Pick out each of the lines below that contains "branches", and copy them.

** START Excerpted records **

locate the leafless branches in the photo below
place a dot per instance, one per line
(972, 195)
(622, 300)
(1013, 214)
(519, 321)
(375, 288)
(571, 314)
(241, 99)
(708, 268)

** END Excerpted records **

Response for this exercise:
locate the leafless branches in the photo below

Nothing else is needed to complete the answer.